Parker carried Duke for extended stretches, but might have emptied his tank too soon, fouling out trying to block a Wiggins dunk with 90 seconds left in Kansas' 94-83 victory. Parker poured in 27 points and led the Blue Devils in rebounds, defending three positions during the course of his 33 minutes.

"Two games in, he's sensational," Krzyzewski said of comparing Parker to great players in program history. Krzyzewski wryly noted his last great player, Kyrie Irving, only had "an eight-game career."

"He's good," Self said of Parker. "He was the best player in the game for a big stretch."

Rose helped Michigan to the 1992 national championship game on a roster largely made up of underclassmen, including five prominent freshmen dubbed The Fab Five. Kentucky's recruiting class, ripe with four freshmen ranked in the top 15 overall by 247 Sports, is being dubbed the best since that Rose-Chris Webber-Juwan Howard-Ray Jackson-Jimmy King crew.

Taking Kentucky's rocky first 30 minutes Tuesday as Exhibit A, the Champions Classic didn't answer every riddle this season has to offer. Kentucky coach John Calipari willingly talked about leading Randle and Company to a 40-0 season. So much for that.

### Stored data
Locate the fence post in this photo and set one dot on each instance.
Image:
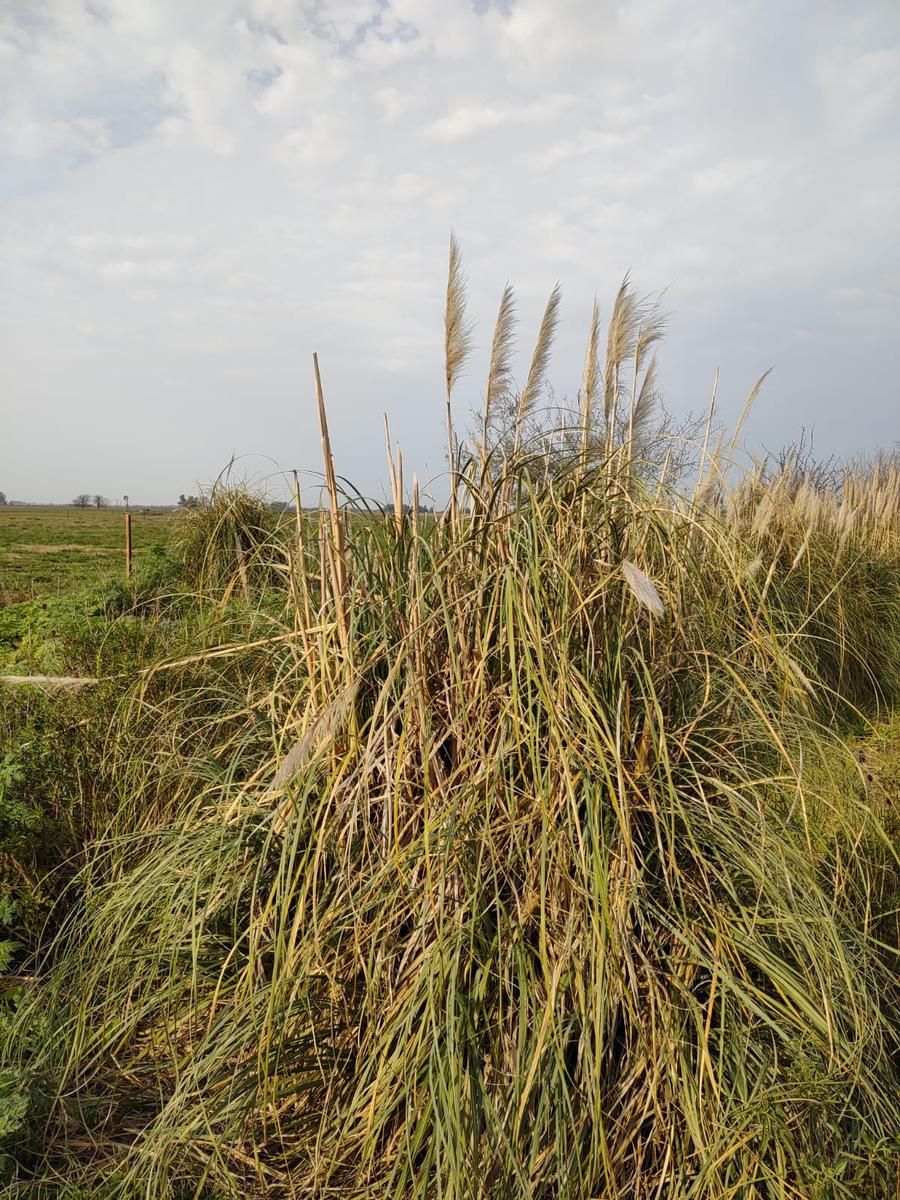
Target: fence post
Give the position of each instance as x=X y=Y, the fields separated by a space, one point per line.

### Questions on the material
(1) Copy word for word the part of the basketball article from "Rose helped Michigan" up to and including "Jackson-Jimmy King crew.".
(2) Answer these questions using the basketball article:
(a) How many points did Parker score?
(b) What was the final score of the game Kansas won?
(c) Which school did Rose help reach the 1992 national championship game?
The listing has nothing to do with the basketball article.

### Outputs in order
(1)
Rose helped Michigan to the 1992 national championship game on a roster largely made up of underclassmen, including five prominent freshmen dubbed The Fab Five. Kentucky's recruiting class, ripe with four freshmen ranked in the top 15 overall by 247 Sports, is being dubbed the best since that Rose-Chris Webber-Juwan Howard-Ray Jackson-Jimmy King crew.

(2)
(a) 27 points
(b) 94-83
(c) Michigan